>>>>>

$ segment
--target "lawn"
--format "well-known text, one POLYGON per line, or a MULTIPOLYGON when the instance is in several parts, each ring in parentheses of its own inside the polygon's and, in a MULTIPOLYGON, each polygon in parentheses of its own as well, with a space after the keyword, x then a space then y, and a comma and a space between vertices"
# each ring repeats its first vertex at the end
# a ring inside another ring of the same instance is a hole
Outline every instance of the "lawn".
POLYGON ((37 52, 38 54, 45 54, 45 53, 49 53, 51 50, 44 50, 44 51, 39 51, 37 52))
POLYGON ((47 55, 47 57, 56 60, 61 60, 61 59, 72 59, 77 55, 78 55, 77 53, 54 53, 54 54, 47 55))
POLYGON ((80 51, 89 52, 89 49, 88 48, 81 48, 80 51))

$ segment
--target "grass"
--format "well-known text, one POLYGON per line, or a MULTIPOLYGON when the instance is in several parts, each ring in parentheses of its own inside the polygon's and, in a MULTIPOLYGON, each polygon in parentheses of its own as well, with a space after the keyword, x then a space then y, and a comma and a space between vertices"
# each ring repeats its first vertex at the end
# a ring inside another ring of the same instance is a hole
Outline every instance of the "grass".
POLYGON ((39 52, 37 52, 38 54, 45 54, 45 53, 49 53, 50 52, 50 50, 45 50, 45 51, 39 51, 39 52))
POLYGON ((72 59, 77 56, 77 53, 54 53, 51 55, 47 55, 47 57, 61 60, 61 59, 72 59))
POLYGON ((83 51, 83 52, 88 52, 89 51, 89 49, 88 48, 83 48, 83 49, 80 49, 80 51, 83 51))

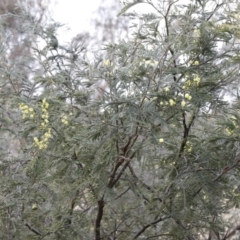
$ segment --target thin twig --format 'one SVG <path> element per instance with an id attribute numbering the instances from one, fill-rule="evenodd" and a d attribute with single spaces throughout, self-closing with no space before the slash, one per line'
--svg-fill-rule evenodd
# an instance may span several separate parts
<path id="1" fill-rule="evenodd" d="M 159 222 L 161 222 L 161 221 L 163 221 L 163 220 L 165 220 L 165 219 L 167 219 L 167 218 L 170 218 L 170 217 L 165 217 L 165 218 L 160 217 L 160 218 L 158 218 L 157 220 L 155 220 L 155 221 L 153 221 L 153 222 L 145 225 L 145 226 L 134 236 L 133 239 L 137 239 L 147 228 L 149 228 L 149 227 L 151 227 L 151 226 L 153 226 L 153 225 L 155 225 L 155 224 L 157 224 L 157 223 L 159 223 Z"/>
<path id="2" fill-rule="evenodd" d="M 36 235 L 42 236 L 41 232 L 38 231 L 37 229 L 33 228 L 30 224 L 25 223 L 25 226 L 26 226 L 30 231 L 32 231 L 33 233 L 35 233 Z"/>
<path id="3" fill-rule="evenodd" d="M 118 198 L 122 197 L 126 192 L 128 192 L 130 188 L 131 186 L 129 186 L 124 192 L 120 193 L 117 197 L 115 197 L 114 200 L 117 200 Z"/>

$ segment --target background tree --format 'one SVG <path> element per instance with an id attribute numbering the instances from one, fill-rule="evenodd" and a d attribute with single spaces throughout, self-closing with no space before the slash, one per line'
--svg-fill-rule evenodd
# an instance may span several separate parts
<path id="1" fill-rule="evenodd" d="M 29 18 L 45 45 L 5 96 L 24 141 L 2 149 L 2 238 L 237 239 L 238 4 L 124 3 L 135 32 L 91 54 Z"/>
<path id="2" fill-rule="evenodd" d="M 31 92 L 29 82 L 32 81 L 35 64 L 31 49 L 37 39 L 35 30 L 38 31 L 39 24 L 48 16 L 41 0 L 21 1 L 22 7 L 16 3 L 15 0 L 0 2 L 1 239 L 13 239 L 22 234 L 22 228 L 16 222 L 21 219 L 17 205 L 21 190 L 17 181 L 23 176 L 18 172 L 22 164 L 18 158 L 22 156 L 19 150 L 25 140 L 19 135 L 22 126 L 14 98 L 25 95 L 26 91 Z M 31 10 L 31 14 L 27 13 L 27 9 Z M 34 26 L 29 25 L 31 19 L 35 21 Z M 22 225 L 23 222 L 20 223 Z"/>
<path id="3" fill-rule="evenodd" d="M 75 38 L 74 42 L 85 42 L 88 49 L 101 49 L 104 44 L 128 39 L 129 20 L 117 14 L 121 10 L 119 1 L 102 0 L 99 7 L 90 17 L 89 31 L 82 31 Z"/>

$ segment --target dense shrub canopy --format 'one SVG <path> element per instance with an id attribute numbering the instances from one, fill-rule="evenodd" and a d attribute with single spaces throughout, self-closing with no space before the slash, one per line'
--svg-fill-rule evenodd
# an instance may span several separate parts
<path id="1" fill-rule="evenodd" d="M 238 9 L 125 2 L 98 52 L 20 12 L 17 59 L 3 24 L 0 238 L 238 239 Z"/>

<<<<<

Your objective: Quote everything in the listing above exactly; pictures are the only thing to omit.

Completed exercise:
$ segment
--target "lawn"
--format "well-known text, one POLYGON per line, or a MULTIPOLYGON when the instance is in several parts, each ring in parentheses of its own inside the polygon's and, in a MULTIPOLYGON, each polygon in parentheses of its own as well, with a space after the keyword, x then a space then y, and a comma and a space between vertices"
# each ring repeats its first vertex at the end
# a ring inside another ring of the same instance is a hole
Outline every instance of the "lawn".
POLYGON ((37 52, 38 54, 45 54, 45 53, 49 53, 51 50, 44 50, 44 51, 39 51, 37 52))
POLYGON ((47 55, 47 57, 56 60, 61 60, 61 59, 72 59, 77 55, 78 55, 77 53, 54 53, 54 54, 47 55))
POLYGON ((80 51, 89 52, 89 49, 88 48, 81 48, 80 51))

$ segment
--target "grass"
--format "well-known text, one POLYGON per line, or a MULTIPOLYGON when the instance is in several parts, each ring in parentheses of its own inside the polygon's and, in a MULTIPOLYGON, each polygon in parentheses of its own as well, with a space after the keyword, x then a space then y, and a comma and a space between vertices"
# each ring repeats its first vertex at the end
# a ring inside another ring of the same instance is a hole
Outline every instance of the "grass".
POLYGON ((39 52, 37 52, 38 54, 45 54, 45 53, 49 53, 50 52, 50 50, 45 50, 45 51, 39 51, 39 52))
POLYGON ((72 59, 77 56, 77 53, 54 53, 51 55, 47 55, 47 57, 61 60, 61 59, 72 59))
POLYGON ((83 51, 83 52, 88 52, 89 51, 89 49, 88 48, 83 48, 83 49, 80 49, 80 51, 83 51))

$ segment --target thin twig --format 'one SVG <path> element per instance with an id attribute numbering the instances from one, fill-rule="evenodd" and a d attribute with single spaces throughout, self-closing with no space before the slash, one per line'
--svg-fill-rule evenodd
# an instance may span several separate parts
<path id="1" fill-rule="evenodd" d="M 159 222 L 161 222 L 161 221 L 163 221 L 163 220 L 165 220 L 165 219 L 167 219 L 167 218 L 170 218 L 170 217 L 165 217 L 165 218 L 160 217 L 160 218 L 158 218 L 157 220 L 155 220 L 155 221 L 153 221 L 153 222 L 145 225 L 145 226 L 134 236 L 133 239 L 137 239 L 147 228 L 149 228 L 149 227 L 151 227 L 151 226 L 153 226 L 153 225 L 155 225 L 155 224 L 157 224 L 157 223 L 159 223 Z"/>
<path id="2" fill-rule="evenodd" d="M 36 235 L 42 236 L 41 232 L 38 231 L 37 229 L 33 228 L 30 224 L 25 223 L 25 226 L 26 226 L 30 231 L 32 231 L 33 233 L 35 233 Z"/>
<path id="3" fill-rule="evenodd" d="M 118 198 L 122 197 L 126 192 L 128 192 L 130 188 L 131 186 L 129 186 L 124 192 L 120 193 L 117 197 L 115 197 L 114 200 L 117 200 Z"/>

$ segment --target background tree --format 'one SVG <path> element per instance with an id attribute numbering the instances from one, fill-rule="evenodd" and a d attribute with single spaces throughout, self-closing with no space before the slash, one per line'
--svg-fill-rule evenodd
# an instance may span several separate parts
<path id="1" fill-rule="evenodd" d="M 29 18 L 45 45 L 5 96 L 24 141 L 2 149 L 2 238 L 237 239 L 238 4 L 124 3 L 135 32 L 91 54 Z"/>
<path id="2" fill-rule="evenodd" d="M 31 92 L 29 82 L 32 81 L 35 64 L 31 49 L 37 39 L 35 30 L 38 31 L 39 24 L 48 16 L 41 0 L 21 1 L 22 7 L 16 3 L 15 0 L 0 2 L 1 239 L 13 239 L 22 234 L 22 228 L 16 222 L 21 219 L 17 205 L 21 190 L 17 181 L 23 176 L 18 172 L 22 164 L 18 158 L 22 156 L 19 150 L 25 140 L 19 135 L 22 126 L 14 98 L 25 95 L 26 91 Z M 31 10 L 31 14 L 27 13 L 27 9 Z M 34 26 L 29 25 L 31 19 L 35 21 Z M 22 225 L 23 222 L 20 223 Z"/>
<path id="3" fill-rule="evenodd" d="M 75 38 L 74 42 L 85 42 L 88 49 L 101 49 L 104 44 L 128 39 L 129 20 L 117 14 L 121 10 L 119 1 L 102 0 L 99 7 L 90 17 L 89 31 L 82 31 Z"/>

$ segment --target dense shrub canopy --format 'one SVG <path> element per instance with an id attribute numbering the instances from one, fill-rule="evenodd" and a d attribute with single spaces throughout, self-closing with no space before the slash, one per line'
--svg-fill-rule evenodd
# an instance may span several separate parts
<path id="1" fill-rule="evenodd" d="M 238 9 L 125 2 L 98 52 L 20 12 L 17 59 L 3 24 L 0 238 L 238 239 Z"/>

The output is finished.